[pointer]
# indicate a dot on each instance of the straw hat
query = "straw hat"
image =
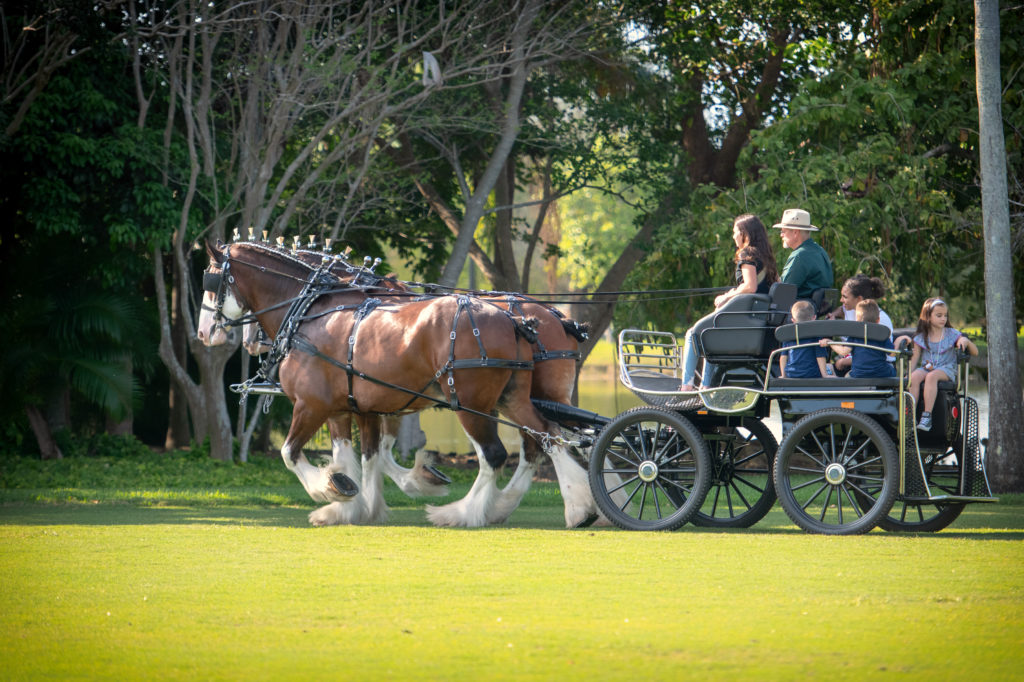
(796, 219)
------------------------------------------------------------
What is needed - Retype the rows above word for word, but leave the pictures out of your answer.

Response to the exercise -
[pointer]
# indicate a dot on each instance of the straw hat
query = "straw hat"
image =
(796, 219)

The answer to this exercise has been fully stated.